КОЗЕЛЬСК — прежде уездный, ныне районный центр Калужской области, один из древнейших русских городов. Местное старообрядчество было малочисленным. По данным середины 1830-х годов, около 400 человек (указывается и другая цифра — порядка 250), в 1843 году — около 350 человек (80 семейств), в середине 1870-х годов — 260 человек, в первой половине 1890-х годов — более 150. Общее население города в начале XX века — восемь тысяч с половиной человек. На примере Козельска, а также Сухинич хорошо видна роль купечества в церковной жизни. Именно купцы были попечителями моленных, инициаторами рукоположения или перевода священников, посредниками и ходатаями перед властью.
*
В начале девятнадцатого века моленная в Козельске находилась при доме купца Райцова. Райцовы были известными в городе людьми, дружили (и могли позволить себе ссориться) с высшими властями города. В 1814 году моленная сгорела от попадания молнии, и ее перенесли в другое помещение, также принадлежавшее Райцовым[1].

### ПРЕДОСТАВЛЕННЫЕ СТРОКИ

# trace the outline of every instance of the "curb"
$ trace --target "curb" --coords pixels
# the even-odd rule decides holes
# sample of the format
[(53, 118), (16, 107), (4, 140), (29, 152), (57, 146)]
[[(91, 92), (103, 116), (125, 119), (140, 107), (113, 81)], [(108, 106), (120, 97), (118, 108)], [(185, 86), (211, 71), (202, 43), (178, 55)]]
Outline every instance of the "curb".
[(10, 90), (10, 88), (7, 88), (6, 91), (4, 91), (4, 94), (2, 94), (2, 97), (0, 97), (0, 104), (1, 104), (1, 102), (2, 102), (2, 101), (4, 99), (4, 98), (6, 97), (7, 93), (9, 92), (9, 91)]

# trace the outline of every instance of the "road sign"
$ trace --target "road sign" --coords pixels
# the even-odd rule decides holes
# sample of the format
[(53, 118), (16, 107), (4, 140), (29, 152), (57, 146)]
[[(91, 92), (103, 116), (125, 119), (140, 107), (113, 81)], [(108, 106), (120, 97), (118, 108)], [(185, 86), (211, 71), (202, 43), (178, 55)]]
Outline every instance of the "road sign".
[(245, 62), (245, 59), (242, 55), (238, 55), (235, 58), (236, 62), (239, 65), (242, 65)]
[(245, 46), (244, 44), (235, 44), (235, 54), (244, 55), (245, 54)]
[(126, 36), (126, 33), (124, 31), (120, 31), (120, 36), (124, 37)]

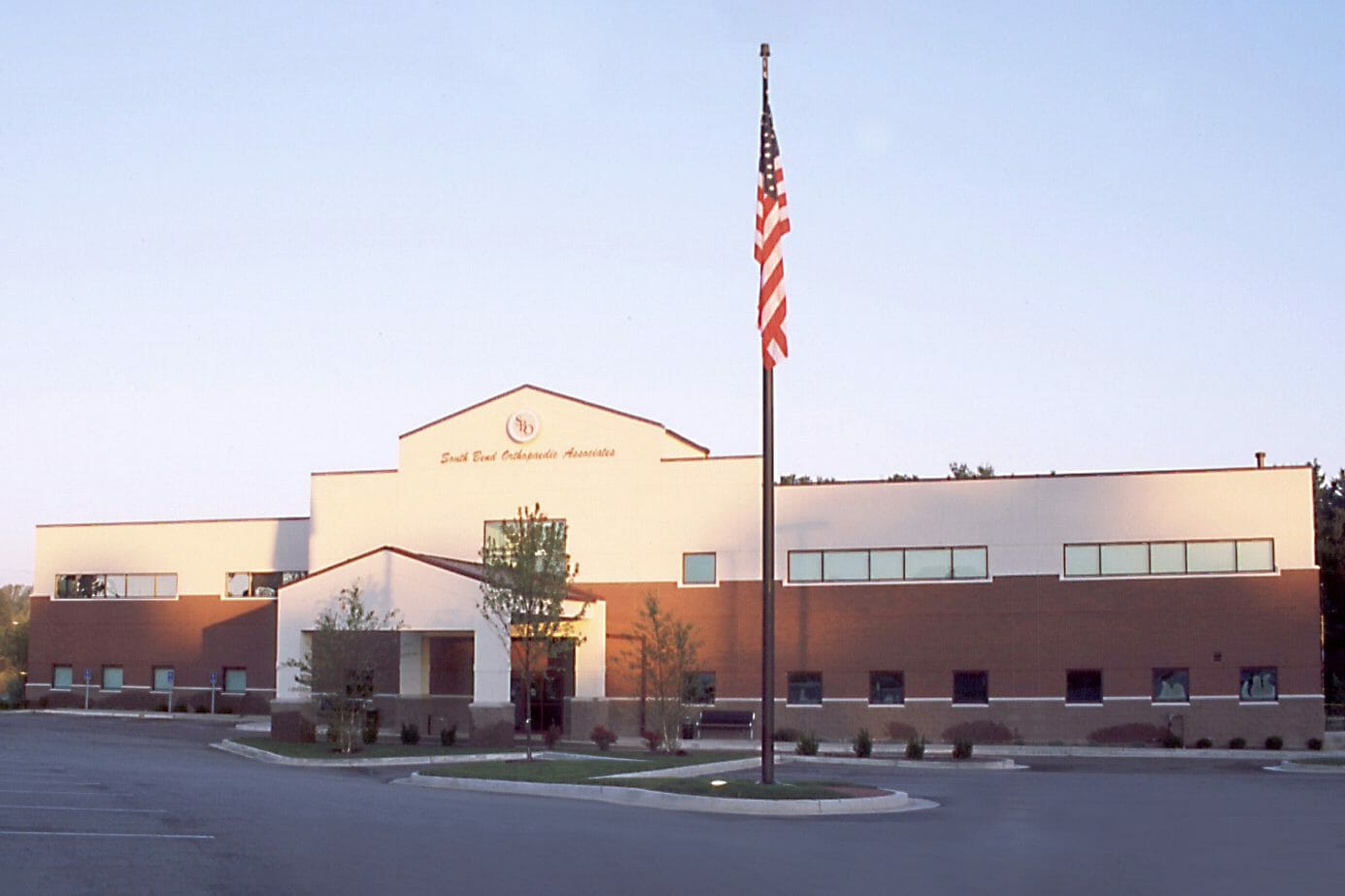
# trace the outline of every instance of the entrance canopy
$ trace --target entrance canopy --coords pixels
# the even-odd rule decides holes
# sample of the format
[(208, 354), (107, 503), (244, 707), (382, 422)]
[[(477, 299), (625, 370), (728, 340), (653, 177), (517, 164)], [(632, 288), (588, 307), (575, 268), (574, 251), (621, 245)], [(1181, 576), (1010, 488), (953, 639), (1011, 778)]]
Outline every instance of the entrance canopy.
[[(319, 613), (331, 607), (342, 589), (359, 585), (364, 605), (382, 616), (395, 609), (404, 631), (469, 632), (473, 640), (472, 704), (503, 706), (510, 701), (508, 636), (482, 616), (480, 564), (383, 546), (317, 570), (280, 589), (276, 624), (276, 698), (304, 700), (308, 692), (295, 682), (295, 669), (308, 647)], [(565, 601), (565, 615), (584, 616), (577, 624), (584, 642), (574, 654), (574, 696), (607, 694), (607, 612), (601, 600), (574, 595)], [(584, 604), (588, 604), (584, 607)], [(422, 639), (402, 638), (401, 693), (428, 693), (429, 681)]]

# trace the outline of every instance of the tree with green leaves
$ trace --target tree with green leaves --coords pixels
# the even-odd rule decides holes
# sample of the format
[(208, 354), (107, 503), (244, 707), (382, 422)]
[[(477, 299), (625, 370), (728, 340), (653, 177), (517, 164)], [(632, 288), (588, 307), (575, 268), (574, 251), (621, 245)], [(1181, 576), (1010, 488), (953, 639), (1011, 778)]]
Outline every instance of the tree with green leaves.
[(994, 479), (995, 468), (991, 464), (976, 464), (972, 470), (967, 464), (954, 461), (948, 464), (948, 478), (950, 479)]
[(1322, 595), (1322, 690), (1328, 704), (1345, 704), (1345, 470), (1326, 479), (1313, 461), (1317, 566)]
[(342, 588), (332, 604), (317, 615), (308, 652), (285, 662), (296, 670), (295, 682), (313, 694), (328, 737), (343, 753), (358, 748), (369, 702), (374, 698), (378, 654), (370, 634), (401, 627), (398, 612), (379, 613), (369, 607), (355, 581)]
[(519, 507), (514, 519), (500, 523), (482, 548), (477, 609), (518, 663), (529, 759), (533, 759), (533, 678), (546, 670), (551, 658), (584, 640), (577, 623), (586, 604), (574, 616), (565, 615), (565, 600), (578, 573), (565, 553), (565, 521), (549, 519), (542, 506), (534, 505)]
[(28, 669), (28, 599), (32, 585), (0, 585), (0, 701), (23, 701)]
[(650, 592), (635, 622), (635, 636), (639, 646), (624, 658), (644, 682), (650, 731), (659, 735), (663, 749), (671, 753), (681, 745), (682, 712), (699, 652), (695, 627), (678, 619)]

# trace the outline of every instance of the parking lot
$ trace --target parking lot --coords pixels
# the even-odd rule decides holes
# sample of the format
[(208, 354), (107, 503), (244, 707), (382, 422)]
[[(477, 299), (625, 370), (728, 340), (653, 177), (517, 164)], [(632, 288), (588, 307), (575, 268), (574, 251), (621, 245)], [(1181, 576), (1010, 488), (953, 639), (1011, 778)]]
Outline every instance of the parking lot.
[(783, 766), (931, 811), (787, 821), (391, 787), (196, 718), (0, 714), (0, 893), (1258, 893), (1338, 885), (1345, 776), (1247, 760)]

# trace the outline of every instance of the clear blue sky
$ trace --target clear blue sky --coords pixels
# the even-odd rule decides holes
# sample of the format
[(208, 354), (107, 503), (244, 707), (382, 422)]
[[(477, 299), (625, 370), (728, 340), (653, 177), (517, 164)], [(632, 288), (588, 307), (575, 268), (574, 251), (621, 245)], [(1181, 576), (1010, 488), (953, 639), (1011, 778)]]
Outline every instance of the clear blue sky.
[[(522, 382), (779, 472), (1345, 464), (1345, 5), (0, 7), (0, 581)], [(445, 509), (448, 513), (448, 509)]]

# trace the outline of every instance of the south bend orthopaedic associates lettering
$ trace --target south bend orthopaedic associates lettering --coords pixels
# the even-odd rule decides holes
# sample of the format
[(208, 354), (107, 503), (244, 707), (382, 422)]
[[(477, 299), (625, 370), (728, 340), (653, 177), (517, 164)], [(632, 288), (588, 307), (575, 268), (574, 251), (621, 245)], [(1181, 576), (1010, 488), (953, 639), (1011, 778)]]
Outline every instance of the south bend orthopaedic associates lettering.
[(555, 448), (547, 448), (546, 451), (527, 451), (519, 448), (516, 451), (445, 451), (438, 456), (438, 463), (441, 464), (491, 464), (498, 461), (510, 460), (596, 460), (604, 457), (616, 457), (616, 448), (566, 448), (565, 451), (557, 451)]

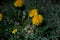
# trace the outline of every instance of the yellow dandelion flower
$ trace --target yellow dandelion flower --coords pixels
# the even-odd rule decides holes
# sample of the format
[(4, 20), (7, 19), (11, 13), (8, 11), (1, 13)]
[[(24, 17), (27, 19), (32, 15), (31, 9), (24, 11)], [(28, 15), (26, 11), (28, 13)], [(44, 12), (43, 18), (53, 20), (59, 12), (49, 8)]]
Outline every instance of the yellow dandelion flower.
[(14, 29), (14, 30), (12, 31), (13, 34), (15, 34), (16, 32), (17, 32), (17, 29)]
[(33, 16), (35, 16), (35, 15), (37, 15), (37, 14), (38, 14), (37, 9), (33, 9), (33, 10), (31, 10), (31, 11), (29, 12), (29, 17), (33, 17)]
[(39, 25), (43, 22), (43, 16), (42, 15), (36, 15), (32, 18), (32, 24)]
[(23, 6), (23, 0), (16, 0), (14, 3), (15, 7), (22, 7)]
[(3, 15), (2, 13), (0, 13), (0, 21), (2, 21), (2, 19), (3, 19)]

### ПИСЬМЕННОЕ ЗАДАНИЕ
Напишите продолжение текста о старообрядцах Козельска, начиная сразу после его последнего предложения. Строки не имеют отношения к тексту о старообрядцах Козельска.

### ПИСЬМЕННЫЙ ОТВЕТ
Зимой 1823 года при новой моленной появился священник, но через три месяца он был арестован. В середине 1830-х годов поселился в городе еще один батюшка, отец Петр Львов из села Семеновского Белевского уезда Тульской губернии. По распоряжению Николая I священника хотели было выслать обратно в Тулу. Но в конце мая 1836 года отец Петр уехал из Козельска неизвестно куда[2]. Зато фамилия Райцовых сопровождает исследователя на протяжении многих десятилетий.
В 1855 году козельские купцы-старообрядцы Феодосий Михайлович Зотов, Петр Иванович Зотов, Василий Дмитриевич Герасимов, Филипп Петрович Райцов подали из-за притеснений прошения о присоединении их к единоверию[3]. Однако, как только преследования утихли, отошли от него. То было время, когда куп- цам-старообрядцам запрещено было приписываться в купеческую гильдию. Что удивляться: купечество быстрее шло на компромиссы, если что-то угрожало коммерческим интересам.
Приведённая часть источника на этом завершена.